**DIRECTIONS FOR THIS TASK**
Find the line containing "Where can you see the burrowing". Return it and every line after it, unchanged, up to and including the last line.

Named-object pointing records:
╭──

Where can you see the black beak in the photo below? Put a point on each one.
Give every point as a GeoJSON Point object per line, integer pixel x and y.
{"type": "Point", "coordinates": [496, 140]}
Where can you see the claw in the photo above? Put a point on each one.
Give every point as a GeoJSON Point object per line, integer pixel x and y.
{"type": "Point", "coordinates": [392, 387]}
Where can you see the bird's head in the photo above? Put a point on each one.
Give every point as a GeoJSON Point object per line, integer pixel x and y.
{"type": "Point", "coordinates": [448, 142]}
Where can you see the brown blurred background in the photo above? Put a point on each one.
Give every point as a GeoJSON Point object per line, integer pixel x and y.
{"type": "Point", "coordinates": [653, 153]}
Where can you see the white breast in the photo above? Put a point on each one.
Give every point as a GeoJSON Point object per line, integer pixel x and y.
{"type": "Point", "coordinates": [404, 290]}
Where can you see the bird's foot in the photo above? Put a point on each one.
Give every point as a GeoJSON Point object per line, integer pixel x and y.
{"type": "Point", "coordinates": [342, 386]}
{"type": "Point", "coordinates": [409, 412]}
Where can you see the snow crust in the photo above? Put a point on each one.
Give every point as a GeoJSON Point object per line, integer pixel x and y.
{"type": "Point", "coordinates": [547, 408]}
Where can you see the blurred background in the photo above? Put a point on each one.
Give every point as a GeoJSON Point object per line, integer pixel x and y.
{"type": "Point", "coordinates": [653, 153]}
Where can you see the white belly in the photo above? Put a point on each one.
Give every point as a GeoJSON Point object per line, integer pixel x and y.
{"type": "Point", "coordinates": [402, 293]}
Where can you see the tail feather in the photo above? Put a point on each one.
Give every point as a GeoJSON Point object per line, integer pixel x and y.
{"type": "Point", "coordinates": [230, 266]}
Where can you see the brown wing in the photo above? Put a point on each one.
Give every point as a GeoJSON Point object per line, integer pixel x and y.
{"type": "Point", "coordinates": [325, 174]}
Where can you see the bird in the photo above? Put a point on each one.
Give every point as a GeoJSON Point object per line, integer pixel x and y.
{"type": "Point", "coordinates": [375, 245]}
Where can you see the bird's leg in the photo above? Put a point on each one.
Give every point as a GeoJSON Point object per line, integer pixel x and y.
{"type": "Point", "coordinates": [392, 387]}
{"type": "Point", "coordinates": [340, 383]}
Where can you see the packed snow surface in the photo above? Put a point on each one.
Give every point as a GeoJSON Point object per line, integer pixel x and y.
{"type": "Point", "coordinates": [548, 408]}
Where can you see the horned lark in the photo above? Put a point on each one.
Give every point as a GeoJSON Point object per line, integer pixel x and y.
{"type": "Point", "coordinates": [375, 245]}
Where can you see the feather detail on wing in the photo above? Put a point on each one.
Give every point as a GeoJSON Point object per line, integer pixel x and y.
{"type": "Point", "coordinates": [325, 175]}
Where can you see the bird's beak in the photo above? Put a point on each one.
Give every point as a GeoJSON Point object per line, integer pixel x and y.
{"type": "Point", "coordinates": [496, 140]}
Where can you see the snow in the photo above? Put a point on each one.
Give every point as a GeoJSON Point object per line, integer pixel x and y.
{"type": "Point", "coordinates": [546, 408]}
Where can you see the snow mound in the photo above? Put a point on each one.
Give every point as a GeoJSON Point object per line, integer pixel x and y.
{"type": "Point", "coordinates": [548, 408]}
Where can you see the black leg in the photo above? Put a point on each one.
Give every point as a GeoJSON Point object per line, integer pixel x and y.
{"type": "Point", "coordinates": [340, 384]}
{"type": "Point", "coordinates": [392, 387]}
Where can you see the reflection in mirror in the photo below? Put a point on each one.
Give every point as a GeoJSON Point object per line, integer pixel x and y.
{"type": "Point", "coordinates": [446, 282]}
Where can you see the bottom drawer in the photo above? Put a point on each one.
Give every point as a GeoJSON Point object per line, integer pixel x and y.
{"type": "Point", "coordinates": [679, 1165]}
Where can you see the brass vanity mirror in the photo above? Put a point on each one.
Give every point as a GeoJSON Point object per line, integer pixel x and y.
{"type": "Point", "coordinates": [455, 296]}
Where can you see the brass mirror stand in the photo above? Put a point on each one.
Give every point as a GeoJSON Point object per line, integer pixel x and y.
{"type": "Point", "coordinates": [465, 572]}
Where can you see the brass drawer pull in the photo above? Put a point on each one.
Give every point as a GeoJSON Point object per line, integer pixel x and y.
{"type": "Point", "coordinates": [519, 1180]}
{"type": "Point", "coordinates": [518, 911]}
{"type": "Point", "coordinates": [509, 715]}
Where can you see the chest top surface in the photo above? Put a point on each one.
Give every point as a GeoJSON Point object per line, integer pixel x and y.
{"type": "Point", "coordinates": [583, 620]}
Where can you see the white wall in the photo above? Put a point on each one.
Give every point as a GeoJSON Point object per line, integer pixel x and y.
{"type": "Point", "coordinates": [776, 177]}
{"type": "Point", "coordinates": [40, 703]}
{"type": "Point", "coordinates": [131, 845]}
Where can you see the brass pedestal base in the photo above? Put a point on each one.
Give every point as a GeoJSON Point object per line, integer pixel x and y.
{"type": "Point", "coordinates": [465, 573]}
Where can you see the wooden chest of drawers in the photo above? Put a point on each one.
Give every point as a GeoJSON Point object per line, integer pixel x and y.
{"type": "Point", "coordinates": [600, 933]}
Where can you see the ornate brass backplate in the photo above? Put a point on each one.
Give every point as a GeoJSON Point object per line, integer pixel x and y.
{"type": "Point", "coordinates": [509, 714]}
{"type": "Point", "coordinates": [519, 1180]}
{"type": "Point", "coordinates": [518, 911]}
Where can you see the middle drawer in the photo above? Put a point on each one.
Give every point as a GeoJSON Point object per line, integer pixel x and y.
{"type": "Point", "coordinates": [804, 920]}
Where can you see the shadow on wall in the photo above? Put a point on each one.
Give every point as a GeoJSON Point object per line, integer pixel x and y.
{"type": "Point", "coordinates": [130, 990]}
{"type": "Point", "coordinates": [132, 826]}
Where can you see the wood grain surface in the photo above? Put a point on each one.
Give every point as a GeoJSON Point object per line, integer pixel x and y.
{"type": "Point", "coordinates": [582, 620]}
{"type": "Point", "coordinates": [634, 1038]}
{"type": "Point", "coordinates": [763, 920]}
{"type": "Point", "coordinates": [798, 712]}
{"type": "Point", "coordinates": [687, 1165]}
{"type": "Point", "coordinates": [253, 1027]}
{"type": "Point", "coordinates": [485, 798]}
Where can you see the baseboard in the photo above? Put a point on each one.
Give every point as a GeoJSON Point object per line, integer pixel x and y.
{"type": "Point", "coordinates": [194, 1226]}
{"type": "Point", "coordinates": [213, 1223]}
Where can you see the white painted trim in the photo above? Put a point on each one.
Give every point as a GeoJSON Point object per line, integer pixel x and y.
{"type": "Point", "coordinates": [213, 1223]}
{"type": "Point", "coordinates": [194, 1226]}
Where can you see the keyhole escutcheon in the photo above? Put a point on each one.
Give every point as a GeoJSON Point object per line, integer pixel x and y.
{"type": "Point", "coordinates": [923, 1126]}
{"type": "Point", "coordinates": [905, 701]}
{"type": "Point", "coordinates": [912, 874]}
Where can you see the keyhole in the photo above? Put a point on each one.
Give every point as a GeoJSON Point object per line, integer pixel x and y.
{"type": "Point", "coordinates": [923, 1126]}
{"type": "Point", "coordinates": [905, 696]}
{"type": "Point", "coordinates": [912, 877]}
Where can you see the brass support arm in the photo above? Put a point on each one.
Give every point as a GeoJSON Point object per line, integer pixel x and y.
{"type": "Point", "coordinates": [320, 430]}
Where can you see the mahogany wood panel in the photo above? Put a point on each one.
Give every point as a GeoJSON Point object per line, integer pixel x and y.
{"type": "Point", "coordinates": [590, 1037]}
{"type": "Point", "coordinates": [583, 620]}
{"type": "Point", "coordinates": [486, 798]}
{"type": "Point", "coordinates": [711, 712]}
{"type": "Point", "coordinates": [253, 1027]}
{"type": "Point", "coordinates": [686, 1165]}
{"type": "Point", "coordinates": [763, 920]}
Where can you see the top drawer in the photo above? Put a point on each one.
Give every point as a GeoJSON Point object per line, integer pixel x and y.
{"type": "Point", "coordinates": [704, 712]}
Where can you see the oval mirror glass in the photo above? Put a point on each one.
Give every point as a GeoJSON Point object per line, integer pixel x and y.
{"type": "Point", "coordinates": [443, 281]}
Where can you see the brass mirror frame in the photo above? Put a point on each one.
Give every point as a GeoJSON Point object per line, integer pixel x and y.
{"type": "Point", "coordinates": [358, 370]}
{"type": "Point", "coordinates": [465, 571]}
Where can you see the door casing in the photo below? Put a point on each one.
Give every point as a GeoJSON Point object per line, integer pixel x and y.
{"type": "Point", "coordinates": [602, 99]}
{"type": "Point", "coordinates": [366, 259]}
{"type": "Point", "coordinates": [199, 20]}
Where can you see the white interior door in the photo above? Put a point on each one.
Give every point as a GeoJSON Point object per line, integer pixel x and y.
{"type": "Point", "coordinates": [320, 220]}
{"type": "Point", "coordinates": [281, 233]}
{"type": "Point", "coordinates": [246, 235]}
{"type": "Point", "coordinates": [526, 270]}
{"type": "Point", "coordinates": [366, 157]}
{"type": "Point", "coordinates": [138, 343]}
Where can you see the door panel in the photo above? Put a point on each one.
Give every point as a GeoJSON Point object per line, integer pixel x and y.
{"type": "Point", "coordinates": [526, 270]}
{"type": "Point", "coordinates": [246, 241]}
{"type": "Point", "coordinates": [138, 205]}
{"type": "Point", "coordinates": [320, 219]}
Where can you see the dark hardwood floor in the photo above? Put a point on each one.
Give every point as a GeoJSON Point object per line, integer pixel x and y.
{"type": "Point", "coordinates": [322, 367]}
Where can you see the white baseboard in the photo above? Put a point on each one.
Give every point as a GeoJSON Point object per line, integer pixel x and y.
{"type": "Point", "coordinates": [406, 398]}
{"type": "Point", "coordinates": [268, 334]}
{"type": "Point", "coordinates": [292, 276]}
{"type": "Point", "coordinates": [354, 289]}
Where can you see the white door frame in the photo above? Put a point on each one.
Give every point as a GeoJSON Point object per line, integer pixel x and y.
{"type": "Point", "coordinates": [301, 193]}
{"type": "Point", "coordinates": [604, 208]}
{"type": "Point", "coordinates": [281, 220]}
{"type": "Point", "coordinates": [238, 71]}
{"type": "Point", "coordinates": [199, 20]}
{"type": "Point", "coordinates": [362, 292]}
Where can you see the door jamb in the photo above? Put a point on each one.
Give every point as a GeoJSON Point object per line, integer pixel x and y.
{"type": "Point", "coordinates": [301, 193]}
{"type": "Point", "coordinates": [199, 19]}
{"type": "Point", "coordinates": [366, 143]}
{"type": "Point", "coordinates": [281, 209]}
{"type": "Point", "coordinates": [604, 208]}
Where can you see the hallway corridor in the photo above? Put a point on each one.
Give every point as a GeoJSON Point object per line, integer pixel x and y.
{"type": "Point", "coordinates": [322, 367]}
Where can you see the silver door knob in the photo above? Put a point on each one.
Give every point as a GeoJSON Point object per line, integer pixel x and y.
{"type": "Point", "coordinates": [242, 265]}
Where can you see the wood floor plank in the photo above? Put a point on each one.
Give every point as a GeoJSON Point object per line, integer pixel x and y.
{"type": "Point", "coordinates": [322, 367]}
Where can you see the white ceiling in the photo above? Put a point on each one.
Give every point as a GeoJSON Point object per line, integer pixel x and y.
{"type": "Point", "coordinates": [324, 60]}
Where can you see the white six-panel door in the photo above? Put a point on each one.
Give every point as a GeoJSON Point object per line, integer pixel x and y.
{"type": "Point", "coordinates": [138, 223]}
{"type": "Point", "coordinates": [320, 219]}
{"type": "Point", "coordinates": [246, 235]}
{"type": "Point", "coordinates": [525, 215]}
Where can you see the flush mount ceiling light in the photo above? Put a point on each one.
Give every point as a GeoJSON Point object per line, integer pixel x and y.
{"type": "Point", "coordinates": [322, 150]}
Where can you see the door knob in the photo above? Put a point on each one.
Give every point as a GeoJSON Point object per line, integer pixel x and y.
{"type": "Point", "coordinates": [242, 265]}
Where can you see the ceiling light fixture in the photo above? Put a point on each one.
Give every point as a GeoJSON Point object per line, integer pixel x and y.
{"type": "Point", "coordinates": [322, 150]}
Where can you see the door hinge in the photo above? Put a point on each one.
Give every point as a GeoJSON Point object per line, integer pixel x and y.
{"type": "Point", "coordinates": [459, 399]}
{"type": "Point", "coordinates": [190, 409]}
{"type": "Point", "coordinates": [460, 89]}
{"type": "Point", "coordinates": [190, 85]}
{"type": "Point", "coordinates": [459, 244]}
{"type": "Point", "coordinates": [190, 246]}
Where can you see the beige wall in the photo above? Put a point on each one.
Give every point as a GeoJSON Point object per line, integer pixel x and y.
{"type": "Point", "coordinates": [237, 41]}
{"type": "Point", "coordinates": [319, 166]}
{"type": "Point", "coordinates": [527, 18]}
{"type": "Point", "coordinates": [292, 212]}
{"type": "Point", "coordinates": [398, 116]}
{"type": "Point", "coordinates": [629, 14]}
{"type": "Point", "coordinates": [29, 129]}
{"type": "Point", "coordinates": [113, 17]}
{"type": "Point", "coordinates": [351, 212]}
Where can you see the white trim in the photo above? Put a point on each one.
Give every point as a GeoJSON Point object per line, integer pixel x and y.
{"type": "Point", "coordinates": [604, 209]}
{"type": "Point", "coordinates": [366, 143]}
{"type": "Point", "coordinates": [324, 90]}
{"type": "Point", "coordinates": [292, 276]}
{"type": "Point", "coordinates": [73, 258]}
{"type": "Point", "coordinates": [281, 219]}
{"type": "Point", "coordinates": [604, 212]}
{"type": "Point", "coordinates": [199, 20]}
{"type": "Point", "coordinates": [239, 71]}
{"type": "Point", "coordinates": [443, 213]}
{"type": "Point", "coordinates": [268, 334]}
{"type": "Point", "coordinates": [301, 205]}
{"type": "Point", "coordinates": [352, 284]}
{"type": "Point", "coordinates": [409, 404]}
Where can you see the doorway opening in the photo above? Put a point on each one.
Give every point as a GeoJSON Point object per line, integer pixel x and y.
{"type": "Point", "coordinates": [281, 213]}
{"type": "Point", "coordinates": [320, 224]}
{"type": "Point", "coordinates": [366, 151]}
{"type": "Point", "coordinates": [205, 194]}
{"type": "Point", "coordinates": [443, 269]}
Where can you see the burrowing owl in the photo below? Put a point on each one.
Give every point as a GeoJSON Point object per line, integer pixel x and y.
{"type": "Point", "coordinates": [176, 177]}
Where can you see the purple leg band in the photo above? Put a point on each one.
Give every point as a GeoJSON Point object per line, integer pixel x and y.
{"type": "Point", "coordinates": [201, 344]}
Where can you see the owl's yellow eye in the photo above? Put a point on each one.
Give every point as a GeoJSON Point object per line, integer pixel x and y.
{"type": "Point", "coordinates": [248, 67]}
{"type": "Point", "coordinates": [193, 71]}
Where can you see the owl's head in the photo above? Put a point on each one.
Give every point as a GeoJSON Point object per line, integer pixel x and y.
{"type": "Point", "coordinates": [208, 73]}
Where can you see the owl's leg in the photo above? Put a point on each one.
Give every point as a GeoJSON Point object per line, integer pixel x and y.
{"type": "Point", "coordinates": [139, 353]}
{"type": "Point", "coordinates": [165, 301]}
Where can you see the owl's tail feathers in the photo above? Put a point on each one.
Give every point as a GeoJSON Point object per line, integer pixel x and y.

╰──

**RESPONSE TO THIS EXERCISE**
Where can you see the burrowing owl in the photo below? Put a point on each one.
Give every point as a GeoJSON Point object per line, integer pixel x and y.
{"type": "Point", "coordinates": [176, 177]}
Where can you see the purple leg band in the photo above? Put a point on each one.
Give every point as a GeoJSON Point object per line, integer pixel x and y.
{"type": "Point", "coordinates": [201, 344]}
Where can you see the owl's yellow eye in the photo above? Put a point on each one.
Give every point as a GeoJSON Point object per line, integer pixel x and y.
{"type": "Point", "coordinates": [248, 67]}
{"type": "Point", "coordinates": [193, 71]}
Where can you see the owl's head in the photo above? Put a point on each one.
Give every point as a GeoJSON Point object per line, integer pixel x and y.
{"type": "Point", "coordinates": [208, 73]}
Where can you see the owl's leg in the photo above? Put a point on each one.
Give every point as a GeoJSON Point object per line, integer pixel x and y.
{"type": "Point", "coordinates": [139, 353]}
{"type": "Point", "coordinates": [165, 301]}
Where can you see the owl's tail feathers in the photo above? Put a point on each one.
Give every point as a GeoJSON Point object per line, integer pixel x and y.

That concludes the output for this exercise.